Wangari Maathai, Nobel laureate and founder of the Green Belt Movement in Kenya, passed away late Sunday night while undergoing cancer treatment in Nairobi. But she left the world having fully lived her 71 years, to the benefit of the rest of us.
Like many prominent women her age, Maathai had to break through many barriers to get where she ended up. After studying in the US, she returned to her native Kenya, where in 1971 she became the first East African women to earn a Ph.D. She then went on to become Chair of the Department of Veterinary Anatomy and an Associate Professor, the first woman to hold either of those positions at the University of Nairobi.
However, it was her activism that brought the most attention to Maathai. Throughout the 1970s she became increasingly involved with local civic organizations. Although the causes she championed were diverse, she traced the root problem to environmental degradation. While serving the National Council of Women of Kenya in 1976, she proposed planting trees as a method of reducing the degradation she saw around her. A simple idea, but with it a movement was born.
Overtime, her grassroots movement planted more than 20 million trees in Kenya and educated other Africans on how to do the same. By 2004, several other African nations implemented similar initiatives and Maathai was awarded the Nobel Peace Prize, the first African woman to receive that honor.
Of course such prominence comes with a cost. Her marriage ended when her husband found her to be too strong willed, she faced discrimination and government oppression in her political activism. But the power of Maathai is that she never shrank from the responsibility that came with her public position. Throughout her life she advocated for human rights, democracy, and sustainable development, and that strength and character is why she will be sorely missed by many.

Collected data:
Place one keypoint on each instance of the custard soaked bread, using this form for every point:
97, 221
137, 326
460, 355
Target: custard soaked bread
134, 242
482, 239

→ What you will do: Write out again the part of the piece on Wangari Maathai that opens with the words containing "Overtime, her grassroots" and closes with "missed by many.", swapping "grassroots" for "community-based".

→ Solution to the problem:
Overtime, her community-based movement planted more than 20 million trees in Kenya and educated other Africans on how to do the same. By 2004, several other African nations implemented similar initiatives and Maathai was awarded the Nobel Peace Prize, the first African woman to receive that honor.
Of course such prominence comes with a cost. Her marriage ended when her husband found her to be too strong willed, she faced discrimination and government oppression in her political activism. But the power of Maathai is that she never shrank from the responsibility that came with her public position. Throughout her life she advocated for human rights, democracy, and sustainable development, and that strength and character is why she will be sorely missed by many.